## Task brief
Each record should be retyped word for word.

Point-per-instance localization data
+ + + + + + +

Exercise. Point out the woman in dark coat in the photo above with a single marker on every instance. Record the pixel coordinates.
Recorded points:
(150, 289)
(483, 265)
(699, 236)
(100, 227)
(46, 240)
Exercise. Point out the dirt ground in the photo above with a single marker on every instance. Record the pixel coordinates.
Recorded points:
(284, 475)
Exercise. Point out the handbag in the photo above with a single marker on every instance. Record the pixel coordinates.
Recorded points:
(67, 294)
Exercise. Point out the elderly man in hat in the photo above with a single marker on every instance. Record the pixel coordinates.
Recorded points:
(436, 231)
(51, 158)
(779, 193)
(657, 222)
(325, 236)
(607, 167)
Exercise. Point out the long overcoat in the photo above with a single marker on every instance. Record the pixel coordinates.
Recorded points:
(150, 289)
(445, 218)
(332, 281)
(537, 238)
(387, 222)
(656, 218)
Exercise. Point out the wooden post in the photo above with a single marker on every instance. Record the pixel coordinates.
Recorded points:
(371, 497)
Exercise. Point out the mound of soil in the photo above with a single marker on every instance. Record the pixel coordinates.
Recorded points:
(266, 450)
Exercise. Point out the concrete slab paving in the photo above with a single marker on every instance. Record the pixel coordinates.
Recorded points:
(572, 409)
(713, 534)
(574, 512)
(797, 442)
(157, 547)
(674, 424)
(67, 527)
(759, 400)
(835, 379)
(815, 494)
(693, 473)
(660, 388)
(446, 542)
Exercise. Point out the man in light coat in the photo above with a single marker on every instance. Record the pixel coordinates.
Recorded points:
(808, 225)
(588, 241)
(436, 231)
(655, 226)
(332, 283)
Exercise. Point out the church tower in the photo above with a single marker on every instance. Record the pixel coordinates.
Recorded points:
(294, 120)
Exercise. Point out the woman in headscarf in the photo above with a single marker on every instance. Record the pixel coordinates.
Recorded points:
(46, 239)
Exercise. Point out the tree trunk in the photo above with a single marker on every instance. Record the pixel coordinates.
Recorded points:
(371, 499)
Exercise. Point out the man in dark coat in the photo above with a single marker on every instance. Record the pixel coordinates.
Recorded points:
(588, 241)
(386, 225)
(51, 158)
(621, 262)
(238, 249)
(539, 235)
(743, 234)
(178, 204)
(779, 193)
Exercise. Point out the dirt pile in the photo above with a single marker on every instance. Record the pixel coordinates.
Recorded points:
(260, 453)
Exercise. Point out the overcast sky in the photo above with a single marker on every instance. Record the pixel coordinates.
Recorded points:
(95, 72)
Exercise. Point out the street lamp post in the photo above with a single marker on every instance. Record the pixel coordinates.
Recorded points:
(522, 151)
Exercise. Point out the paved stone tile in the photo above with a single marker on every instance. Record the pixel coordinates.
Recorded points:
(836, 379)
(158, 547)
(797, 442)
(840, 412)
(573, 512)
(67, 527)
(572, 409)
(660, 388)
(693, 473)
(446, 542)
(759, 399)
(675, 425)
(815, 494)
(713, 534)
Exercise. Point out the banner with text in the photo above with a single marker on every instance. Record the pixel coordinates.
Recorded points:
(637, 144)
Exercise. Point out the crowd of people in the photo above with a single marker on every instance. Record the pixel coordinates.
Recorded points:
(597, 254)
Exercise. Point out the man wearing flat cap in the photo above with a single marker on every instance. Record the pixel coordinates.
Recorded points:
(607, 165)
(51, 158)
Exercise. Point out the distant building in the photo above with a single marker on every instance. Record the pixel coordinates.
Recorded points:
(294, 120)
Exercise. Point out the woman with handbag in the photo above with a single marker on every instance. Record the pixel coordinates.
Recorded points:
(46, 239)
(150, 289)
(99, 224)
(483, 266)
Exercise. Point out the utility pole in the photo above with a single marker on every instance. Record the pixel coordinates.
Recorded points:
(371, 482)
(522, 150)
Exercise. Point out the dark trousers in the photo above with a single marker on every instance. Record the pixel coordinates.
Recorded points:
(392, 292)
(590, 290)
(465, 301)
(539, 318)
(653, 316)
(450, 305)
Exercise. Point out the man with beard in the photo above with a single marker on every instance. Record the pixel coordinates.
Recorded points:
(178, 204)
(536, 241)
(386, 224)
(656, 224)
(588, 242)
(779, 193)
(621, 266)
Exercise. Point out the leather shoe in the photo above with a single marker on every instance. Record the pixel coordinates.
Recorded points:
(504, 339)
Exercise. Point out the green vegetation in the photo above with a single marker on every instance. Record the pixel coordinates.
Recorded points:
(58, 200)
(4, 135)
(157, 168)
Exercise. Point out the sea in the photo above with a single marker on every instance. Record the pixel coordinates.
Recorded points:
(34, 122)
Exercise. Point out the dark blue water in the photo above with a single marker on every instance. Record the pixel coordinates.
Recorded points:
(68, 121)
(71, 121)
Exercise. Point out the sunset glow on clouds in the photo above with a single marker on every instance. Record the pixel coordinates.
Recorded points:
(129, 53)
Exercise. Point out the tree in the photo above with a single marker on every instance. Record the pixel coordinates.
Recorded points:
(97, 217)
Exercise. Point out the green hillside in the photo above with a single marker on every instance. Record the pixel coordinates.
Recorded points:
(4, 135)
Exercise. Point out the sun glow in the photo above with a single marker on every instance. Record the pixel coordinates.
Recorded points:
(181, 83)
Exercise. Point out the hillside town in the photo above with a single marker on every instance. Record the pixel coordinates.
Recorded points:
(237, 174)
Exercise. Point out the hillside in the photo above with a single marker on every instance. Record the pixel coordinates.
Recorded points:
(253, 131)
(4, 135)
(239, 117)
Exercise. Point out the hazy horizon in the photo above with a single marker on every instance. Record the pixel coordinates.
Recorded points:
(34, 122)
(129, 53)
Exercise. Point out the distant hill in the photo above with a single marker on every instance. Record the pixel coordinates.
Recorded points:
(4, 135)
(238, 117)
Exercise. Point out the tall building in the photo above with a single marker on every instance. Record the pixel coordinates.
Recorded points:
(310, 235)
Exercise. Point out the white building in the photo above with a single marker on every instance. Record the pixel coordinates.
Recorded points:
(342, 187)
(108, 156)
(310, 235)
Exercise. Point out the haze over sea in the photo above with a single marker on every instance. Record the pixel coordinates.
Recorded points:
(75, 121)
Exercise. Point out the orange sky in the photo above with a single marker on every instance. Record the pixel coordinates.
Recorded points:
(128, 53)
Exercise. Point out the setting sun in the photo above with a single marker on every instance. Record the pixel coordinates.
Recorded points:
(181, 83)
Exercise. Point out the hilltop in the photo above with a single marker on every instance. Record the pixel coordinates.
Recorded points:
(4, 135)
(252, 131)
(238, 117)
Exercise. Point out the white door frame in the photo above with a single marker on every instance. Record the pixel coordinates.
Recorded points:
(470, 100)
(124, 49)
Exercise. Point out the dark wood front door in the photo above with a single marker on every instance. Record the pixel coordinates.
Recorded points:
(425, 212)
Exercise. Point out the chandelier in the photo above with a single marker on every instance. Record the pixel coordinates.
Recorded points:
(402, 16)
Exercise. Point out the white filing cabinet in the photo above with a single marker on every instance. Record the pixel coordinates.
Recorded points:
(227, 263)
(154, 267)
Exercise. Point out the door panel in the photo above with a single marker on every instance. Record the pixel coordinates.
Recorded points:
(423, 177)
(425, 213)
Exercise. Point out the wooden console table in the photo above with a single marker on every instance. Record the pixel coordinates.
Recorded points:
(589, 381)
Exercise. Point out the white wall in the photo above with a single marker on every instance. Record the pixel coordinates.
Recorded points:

+ + + + + + +

## Answer to the exercise
Exercise. Point out the woman in dark coat in the photo above with a single marker on every instance. Record the pixel coordinates.
Recorded points:
(150, 289)
(483, 265)
(699, 236)
(100, 227)
(46, 240)
Exercise. Point out the dirt ground in the photo above with a single marker on every instance. Record the pixel coordinates.
Recorded points:
(284, 475)
Exercise. Point out the handbag in the photo above with a single marker on every instance. Record the pixel coordinates.
Recorded points:
(67, 294)
Exercise. Point out the elderly man in hat in the photo above with a single marker on every instance. Record the pixel coordinates.
Recorded points:
(436, 231)
(51, 158)
(779, 193)
(657, 222)
(325, 236)
(607, 167)
Exercise. Point out the long overcoat in the photo above with a single marker on every instance. Record the pixel coordinates.
Recorded points:
(150, 289)
(445, 218)
(332, 281)
(537, 238)
(387, 222)
(656, 218)
Exercise. Point out the wooden post in the photo above with a single marker on every instance. Record the pixel coordinates.
Recorded points:
(371, 497)
Exercise. Point out the mound of soil in the photo above with a single marker on every instance. Record the pixel coordinates.
Recorded points:
(266, 450)
Exercise. Point out the concrete slab paving in the photo above with a single marker on every instance. Record the pixel coordinates.
Recorded points:
(572, 409)
(713, 534)
(574, 512)
(797, 442)
(157, 547)
(674, 424)
(67, 527)
(759, 400)
(835, 379)
(815, 494)
(693, 473)
(660, 388)
(446, 542)
Exercise. Point out the man in light coat in the photo above with a single marker on every instance. Record the pixel coordinates.
Recorded points:
(808, 225)
(588, 241)
(436, 231)
(655, 226)
(332, 283)
Exercise. Point out the church tower in the photo above with a single marker on every instance. Record the pixel coordinates.
Recorded points:
(294, 120)
Exercise. Point out the woman in headscarf in the photo above with a single marker on every instance. Record the pixel coordinates.
Recorded points:
(46, 239)
Exercise. Point out the tree trunk in the photo above with a single marker on every instance. Record the pixel coordinates.
Recorded points:
(371, 499)
Exercise. Point out the man in dark coat in the photo above with a single marker on every instance. Record the pixel coordinates.
Recorded points:
(588, 241)
(386, 225)
(51, 158)
(621, 262)
(238, 249)
(539, 235)
(743, 234)
(178, 204)
(779, 193)
Exercise. Point out the dirt pile in the photo above with a single marker on every instance. Record the pixel coordinates.
Recorded points:
(260, 453)
Exercise. Point out the overcast sky in the photo above with a single marker on every instance. Record the pixel coordinates.
Recorded points:
(95, 72)
Exercise. Point out the street lamp post in the photo above with a single marker on every instance. Record the pixel coordinates.
Recorded points:
(522, 151)
Exercise. Point out the paved stone tile in the photo above with a single marker on every instance. Record the pixel coordinates.
Recorded points:
(836, 379)
(158, 547)
(797, 442)
(840, 412)
(573, 512)
(67, 527)
(572, 409)
(660, 388)
(693, 473)
(446, 542)
(759, 399)
(675, 425)
(815, 494)
(713, 534)
Exercise. Point out the banner with text in the photo above with a single marker on every instance. Record the pixel coordinates.
Recorded points:
(637, 144)
Exercise. Point out the crowd of people in the photo above with a single marker on every instance. Record the pixel coordinates.
Recorded points:
(597, 254)
Exercise. Point out the man wearing flat cap in the photo above with a single marker on every instance. Record the pixel coordinates.
Recorded points:
(607, 165)
(51, 158)
Exercise. Point out the distant building in the photo above with a single marker on every instance. Record the pixel coordinates.
Recorded points:
(294, 120)
Exercise. Point out the woman with handbag in the photo above with a single marker on every instance. Record the pixel coordinates.
Recorded points:
(46, 239)
(150, 289)
(99, 224)
(483, 266)
Exercise. Point out the utility pole in the photo above with a single marker on every instance. Record the pixel coordinates.
Recorded points:
(371, 482)
(522, 150)
Exercise. Point out the dark trousers in the photo above with a single marker on every instance. Record the pixel coordinates.
Recorded points:
(392, 292)
(590, 290)
(465, 301)
(539, 318)
(653, 316)
(450, 305)
Exercise. Point out the man with beard in the photo above with a single marker on every instance. Record the pixel coordinates.
Recorded points:
(178, 204)
(536, 241)
(386, 224)
(656, 224)
(588, 242)
(779, 193)
(621, 266)
Exercise. Point out the leather shoe in the photo above with a single marker on every instance. Record the pixel coordinates.
Recorded points:
(504, 339)
Exercise. Point out the green vegetation in the photo above with a single marker on every instance. Record the pixel coordinates.
Recorded points:
(58, 200)
(4, 135)
(157, 168)
Exercise. Point out the sea in the photo above with a single marker on every instance. Record the pixel coordinates.
Recorded points:
(34, 122)
Exercise. Point out the dark blue water in the photo above with a single marker on every instance. Record the pixel coordinates.
Recorded points:
(68, 121)
(71, 121)
Exercise. Point out the sunset glow on clouds in the photo above with a single marker on every instance. Record the pixel coordinates.
Recorded points:
(129, 53)
Exercise. Point out the tree in the photo above with a single marker on every instance. Record the pixel coordinates.
Recorded points:
(97, 217)
Exercise. Point out the green hillside in the photo above with a single marker on every instance. Record the pixel coordinates.
Recorded points:
(4, 135)
Exercise. Point out the sun glow in the photo above with a single marker on every instance. Record the pixel coordinates.
Recorded points:
(181, 83)
Exercise. Point out the hillside town in the photo above with a single marker on every instance. Record the pixel coordinates.
Recorded points:
(237, 174)
Exercise. Point out the hillside in the photo above with a single marker on every instance. Record the pixel coordinates.
Recorded points:
(253, 131)
(4, 135)
(239, 117)
Exercise. Point out the hazy horizon in the photo above with a single marker on every instance. Record the pixel coordinates.
Recorded points:
(34, 122)
(129, 53)
Exercise. Point out the distant hill in the photo above with a single marker on every instance. Record the pixel coordinates.
Recorded points:
(4, 135)
(238, 117)
Exercise. Point out the tall building in the photo above with a single marker on every instance. Record the pixel coordinates.
Recorded points:
(310, 235)
Exercise. Point out the white building in the photo above with a single marker on every instance. Record the pixel coordinates.
Recorded points:
(342, 187)
(108, 156)
(310, 235)
Exercise. Point out the haze over sea in the photo above with a single marker on every instance. Record the pixel coordinates.
Recorded points:
(75, 121)
Exercise. Point out the orange sky in the photo above with a single marker on every instance. Record the pixel coordinates.
Recorded points:
(128, 53)
Exercise. Point out the setting sun in the photo above with a single marker on every instance. Record the pixel coordinates.
Recorded points:
(181, 83)
Exercise. Point out the hilltop in the photo above with a single marker on every instance. Record the pixel coordinates.
Recorded points:
(4, 135)
(252, 131)
(238, 117)
Exercise. Point out the white door frame in the photo above with a single marker on every instance. Record the pixel coordinates.
Recorded points:
(470, 100)
(124, 49)
Exercise. Point out the dark wood front door in the photo above with a single marker on every instance. Record the pixel coordinates.
Recorded points:
(425, 212)
Exercise. Point out the chandelier in the photo above with a single marker on every instance. Record the pixel coordinates.
Recorded points:
(402, 16)
Exercise. Point out the white filing cabinet in the photo above with a single marker on every instance. Record the pixel coordinates.
Recorded points:
(227, 263)
(154, 267)
Exercise. Point out the door panel in the photo above with a single marker on every instance. Record the pixel coordinates.
Recorded points:
(423, 177)
(425, 213)
Exercise. Point out the wooden console table in the photo above with a single marker on every instance. Record the pixel coordinates.
Recorded points:
(589, 381)
Exercise. Point out the white wall in the photo above with a single marker on every instance. Record the pixel coordinates.
Recorded points:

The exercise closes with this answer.